### Task goal
Could you repeat every item below word for word, omitting the pictures?

### Extracted information
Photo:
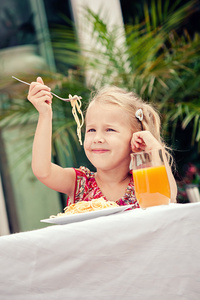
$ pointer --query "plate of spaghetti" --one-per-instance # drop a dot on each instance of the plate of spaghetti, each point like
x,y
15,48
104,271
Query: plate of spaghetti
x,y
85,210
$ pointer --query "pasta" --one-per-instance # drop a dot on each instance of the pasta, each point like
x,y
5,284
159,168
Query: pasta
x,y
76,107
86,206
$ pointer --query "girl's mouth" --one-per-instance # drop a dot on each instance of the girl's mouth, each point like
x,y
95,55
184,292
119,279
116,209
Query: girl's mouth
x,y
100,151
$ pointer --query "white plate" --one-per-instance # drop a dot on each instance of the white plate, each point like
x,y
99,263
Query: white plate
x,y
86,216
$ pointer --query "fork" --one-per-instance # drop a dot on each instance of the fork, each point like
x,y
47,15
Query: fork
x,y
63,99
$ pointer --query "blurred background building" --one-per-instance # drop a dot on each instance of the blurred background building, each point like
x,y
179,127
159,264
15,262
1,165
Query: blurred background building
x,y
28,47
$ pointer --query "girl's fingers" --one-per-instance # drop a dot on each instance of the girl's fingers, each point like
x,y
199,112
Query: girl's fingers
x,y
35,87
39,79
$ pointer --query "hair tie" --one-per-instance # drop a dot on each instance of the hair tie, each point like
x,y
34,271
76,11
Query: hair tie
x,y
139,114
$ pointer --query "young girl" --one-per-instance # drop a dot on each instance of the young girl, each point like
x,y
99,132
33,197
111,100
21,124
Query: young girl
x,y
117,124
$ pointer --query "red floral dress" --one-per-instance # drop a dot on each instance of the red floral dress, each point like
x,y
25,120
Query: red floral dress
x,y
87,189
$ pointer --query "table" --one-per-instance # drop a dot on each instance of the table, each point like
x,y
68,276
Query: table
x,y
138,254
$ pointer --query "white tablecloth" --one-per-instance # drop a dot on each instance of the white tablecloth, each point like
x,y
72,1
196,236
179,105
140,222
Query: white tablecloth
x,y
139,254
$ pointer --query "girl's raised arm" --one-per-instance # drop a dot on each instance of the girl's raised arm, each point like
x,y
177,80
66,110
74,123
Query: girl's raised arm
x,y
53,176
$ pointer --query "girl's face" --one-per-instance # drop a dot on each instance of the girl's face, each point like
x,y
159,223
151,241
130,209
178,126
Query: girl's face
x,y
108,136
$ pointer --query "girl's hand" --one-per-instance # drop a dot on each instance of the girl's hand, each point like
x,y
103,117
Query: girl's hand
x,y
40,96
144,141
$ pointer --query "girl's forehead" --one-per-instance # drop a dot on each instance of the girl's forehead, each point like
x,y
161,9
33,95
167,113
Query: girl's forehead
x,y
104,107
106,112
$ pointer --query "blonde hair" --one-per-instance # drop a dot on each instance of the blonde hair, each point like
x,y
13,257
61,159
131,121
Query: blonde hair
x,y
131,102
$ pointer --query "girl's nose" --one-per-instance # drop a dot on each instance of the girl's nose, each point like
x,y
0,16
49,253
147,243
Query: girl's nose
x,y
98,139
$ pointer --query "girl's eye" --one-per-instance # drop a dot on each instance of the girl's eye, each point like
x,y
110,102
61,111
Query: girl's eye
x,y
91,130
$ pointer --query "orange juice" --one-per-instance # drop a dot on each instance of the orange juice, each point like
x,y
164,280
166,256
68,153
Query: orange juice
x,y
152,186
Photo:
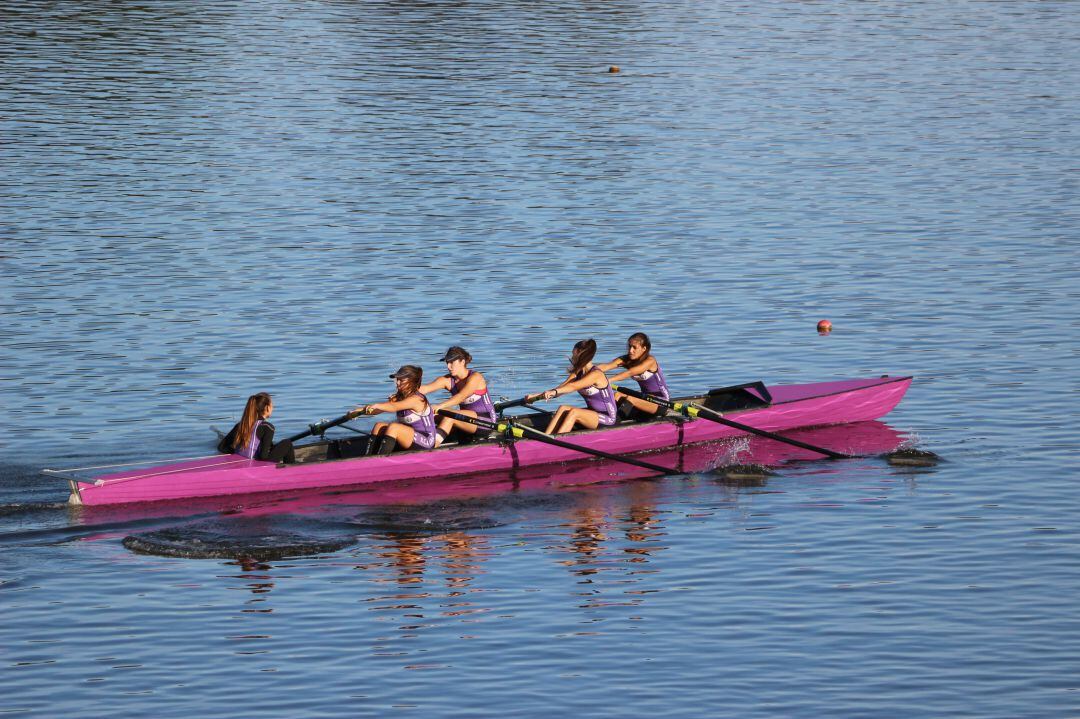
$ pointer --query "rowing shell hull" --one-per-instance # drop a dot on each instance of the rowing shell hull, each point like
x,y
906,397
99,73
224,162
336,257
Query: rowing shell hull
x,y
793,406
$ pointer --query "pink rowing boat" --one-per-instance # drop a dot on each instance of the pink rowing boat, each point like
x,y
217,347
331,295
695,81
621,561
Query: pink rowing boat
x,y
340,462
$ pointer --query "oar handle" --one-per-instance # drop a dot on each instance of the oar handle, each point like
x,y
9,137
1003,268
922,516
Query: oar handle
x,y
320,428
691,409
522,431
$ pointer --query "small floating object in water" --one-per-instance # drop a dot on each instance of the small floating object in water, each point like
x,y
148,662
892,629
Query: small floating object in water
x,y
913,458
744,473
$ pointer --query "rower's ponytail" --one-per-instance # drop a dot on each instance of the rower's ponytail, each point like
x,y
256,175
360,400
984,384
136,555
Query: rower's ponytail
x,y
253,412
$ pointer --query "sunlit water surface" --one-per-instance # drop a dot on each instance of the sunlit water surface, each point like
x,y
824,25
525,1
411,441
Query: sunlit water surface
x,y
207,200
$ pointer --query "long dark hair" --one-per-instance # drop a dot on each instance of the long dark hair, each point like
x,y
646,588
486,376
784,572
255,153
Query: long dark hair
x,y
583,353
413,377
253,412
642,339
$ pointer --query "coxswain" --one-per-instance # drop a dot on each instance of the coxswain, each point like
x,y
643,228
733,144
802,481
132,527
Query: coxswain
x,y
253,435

### Worked solution
Photo:
$ pointer --query "plate of spaghetti" --one-per-instance # drop a dot on each instance of the plate of spaghetti, each point like
x,y
15,48
104,271
Query: plate of spaghetti
x,y
85,210
$ pointer --query "pasta" --one-per-instance # drop a dot on each instance of the pasta, each point like
x,y
5,284
159,168
Query: pasta
x,y
76,107
86,206
$ pointer --query "girl's mouth" --one-per-instance # drop a dot on each instance of the girl's mouth, each point like
x,y
95,55
184,292
119,279
116,209
Query: girl's mouth
x,y
100,151
$ pointer --query "white plate" --one-per-instance # drop a dot on each instance of the white plate, each point like
x,y
99,263
Query: white plate
x,y
86,216
$ pointer --query "fork" --one-per-instance # drop a dot on each instance of the fork, each point like
x,y
47,15
Query: fork
x,y
63,99
$ pointer --query "blurred background building" --one-per-instance # drop a dot on each instance of the blurred background building, each point like
x,y
179,127
159,264
15,262
1,165
Query: blurred background building
x,y
28,47
$ pointer --query "girl's fingers" --one-per-instance # drop a dot on each instance of the girl's fingers, each point like
x,y
199,112
Query: girl's fingers
x,y
35,87
39,79
$ pointer --query "hair tie" --one-per-instance # drop a dot on each instance of the hair tie, each point like
x,y
34,271
76,11
Query: hair tie
x,y
139,114
$ pointer --query "young girl" --one-per-instance # drop a dot on each instance of the young girl, each point like
x,y
99,132
33,197
111,100
21,124
Query: young girl
x,y
117,124
$ pointer --query "red floral dress" --one-per-instance # drop a dot on each instance of the red floral dress, each point like
x,y
25,120
Query: red floral dress
x,y
87,189
$ pointer --query "table" --one-per-instance # drop a dot on each instance of the table, each point like
x,y
68,276
Query: table
x,y
138,254
$ pointer --query "white tablecloth" --one-per-instance # drop a dot on each instance of the white tablecloth, each point like
x,y
72,1
196,236
179,105
140,222
Query: white tablecloth
x,y
139,254
$ pointer --query "girl's raised arm" --one-per-instance # drop a dot on each instance of the girl's raised arm, each point like
x,y
177,80
66,110
74,123
Query: girl's raised arm
x,y
53,176
$ pointer --query "girl's face" --one-per-instance # drop a dot on each instance of the girl's face, each point like
x,y
159,223
151,241
130,209
178,126
Query: girl's face
x,y
108,136
$ pointer --query "girl's hand" --one-per-instance # drop a dot on each instance of the girl's hand, each point like
x,y
103,117
Query: girl's hand
x,y
40,96
144,141
$ pointer --query "girl's forehead" --one-per-instance # drop a dot on each instance of the girl's forehead, each point like
x,y
161,9
33,95
167,113
Query: girl's forehead
x,y
104,107
106,112
$ pointer --query "blonde hair" --one-per-instance # drop a dot on each instance of the blonde hair, each point like
x,y
13,257
61,159
131,121
Query: blonde hair
x,y
131,102
$ pointer --query "girl's nose" --one-per-instance # drop a dot on each instance of the girl's nose, each point like
x,y
0,16
49,253
147,243
Query: girl's nose
x,y
98,139
$ pointer --query "girl's eye" --one-per-instance # drop a dot on each instance of the girl's eye, each point like
x,y
110,102
61,111
Query: girl's eye
x,y
91,130
$ pointer --query "orange juice" --one-per-instance # drop a dot on each instance of the orange juice, each point like
x,y
164,280
166,256
68,153
Query: orange juice
x,y
152,186
Photo:
$ pointer --query "rowing shell hull" --one-per-instance # drop a dot on each instance of the rowing shell hull, each point like
x,y
906,397
99,73
224,162
336,257
Query: rowing shell hull
x,y
793,406
$ pointer --query "pink rowing boat" --one-per-instance # drop a dot on each instance of the pink rowing boat, each point like
x,y
217,347
331,295
695,81
621,561
Query: pink rowing boat
x,y
340,462
$ pointer --query "oar handle" --one-per-instance # drop a dot on each instance of the oar handle, each point like
x,y
9,137
1003,268
922,516
Query: oar handle
x,y
320,428
691,409
522,431
$ pointer --query "small floating object in water" --one-per-instance # drop a dot on each instance of the small floating object in water, each point like
x,y
148,662
892,629
Query: small floating object in water
x,y
913,458
744,473
$ pointer --query "rower's ponytail" --one-per-instance # drop a dot on each instance of the rower's ponytail, each point like
x,y
256,175
360,400
984,384
136,555
Query: rower's ponytail
x,y
253,412
$ pointer --query "sunlit water surface" --one-per-instance # drop a dot on each instance of the sunlit water surface, each point like
x,y
824,25
525,1
411,441
Query: sunlit water surface
x,y
207,200
$ pointer --query "long dark hair" --one-per-instance # drop a dot on each instance of the long dark hair, each point like
x,y
646,588
486,376
784,572
255,153
Query: long dark hair
x,y
583,353
413,377
253,412
642,339
$ pointer --query "coxswain" --one-per-instance # drop a dot on each instance of the coxswain, each point like
x,y
643,228
733,144
802,481
132,527
Query: coxswain
x,y
253,435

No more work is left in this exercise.